── Available data

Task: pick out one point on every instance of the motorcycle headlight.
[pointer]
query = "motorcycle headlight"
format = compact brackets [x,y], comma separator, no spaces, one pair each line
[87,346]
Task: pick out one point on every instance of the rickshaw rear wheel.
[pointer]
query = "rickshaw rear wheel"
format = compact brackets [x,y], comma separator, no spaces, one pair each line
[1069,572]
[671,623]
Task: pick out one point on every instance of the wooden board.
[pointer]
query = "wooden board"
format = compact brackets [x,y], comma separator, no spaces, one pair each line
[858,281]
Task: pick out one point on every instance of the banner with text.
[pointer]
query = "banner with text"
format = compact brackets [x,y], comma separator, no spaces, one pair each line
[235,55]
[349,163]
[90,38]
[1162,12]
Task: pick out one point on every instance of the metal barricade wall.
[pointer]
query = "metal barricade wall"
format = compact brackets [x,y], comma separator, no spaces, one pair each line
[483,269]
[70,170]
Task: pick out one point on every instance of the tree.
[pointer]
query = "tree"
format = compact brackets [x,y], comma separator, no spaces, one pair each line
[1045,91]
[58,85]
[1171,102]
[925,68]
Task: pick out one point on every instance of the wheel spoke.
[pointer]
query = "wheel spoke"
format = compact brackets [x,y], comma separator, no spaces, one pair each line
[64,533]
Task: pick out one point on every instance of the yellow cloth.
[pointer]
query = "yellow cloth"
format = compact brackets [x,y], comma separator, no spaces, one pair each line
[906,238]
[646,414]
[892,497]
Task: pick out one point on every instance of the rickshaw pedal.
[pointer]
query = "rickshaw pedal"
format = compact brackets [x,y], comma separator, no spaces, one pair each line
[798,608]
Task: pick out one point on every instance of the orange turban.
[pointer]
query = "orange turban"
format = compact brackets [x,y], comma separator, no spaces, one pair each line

────

-- Instructions for the task --
The whole block of entries above should be repeated exactly.

-- Result --
Task: pick out one point on every instance of the motorcycle headlight.
[pointer]
query = "motorcycle headlight"
format = compact brackets [x,y], comma separator, no spaces, one pair each line
[87,346]
Task: pick out one point on every instance of the rickshaw rear wheel.
[pointer]
query = "rickshaw rear wheel"
format = compact brackets [x,y], comma separator, no spaces, one pair each line
[1069,572]
[671,623]
Task: pick out one point on every instance of the wooden board.
[pointer]
query = "wooden board"
format = compact brackets [x,y], comma separator, no spaces, one pair each line
[858,281]
Task: pick out one point on every instance of the banner with text.
[pointer]
query = "banner with text"
format = compact brackets [x,y], comma separator, no spaces, one pair each line
[235,55]
[349,163]
[90,38]
[1162,12]
Task: pick out one point on every instance of the metal barricade wall.
[pointer]
query = "metal barricade wall"
format = compact brackets [x,y], comma separator, no spaces, one pair each line
[483,269]
[70,170]
Task: pick out one point on every instance of the tree.
[pointer]
query = "tree"
format = compact brackets [x,y], comma separator, no spaces, one pair each line
[1045,91]
[58,85]
[1171,102]
[925,68]
Task: pick out one point on every instance of the wheel spoke.
[pointer]
query = "wheel spoke"
format = compact brackets [x,y], comma separator, no spaces, one pair each line
[64,533]
Task: pick out one point on every instance of the yellow cloth.
[pointer]
query = "yellow cloth"
format = compact brackets [x,y], comma separator, no spaces, one pair each line
[906,238]
[646,414]
[892,497]
Task: pick out one point on every instance of the rickshaw pedal.
[pointer]
query = "rickshaw pedal"
format = compact brackets [x,y], comma separator, no spaces, one pair each line
[798,608]
Task: pick out one point on every instance of the orange turban.
[pointer]
query = "orange turban"
format = compact brackets [x,y], comma separator, no spaces, one pair each line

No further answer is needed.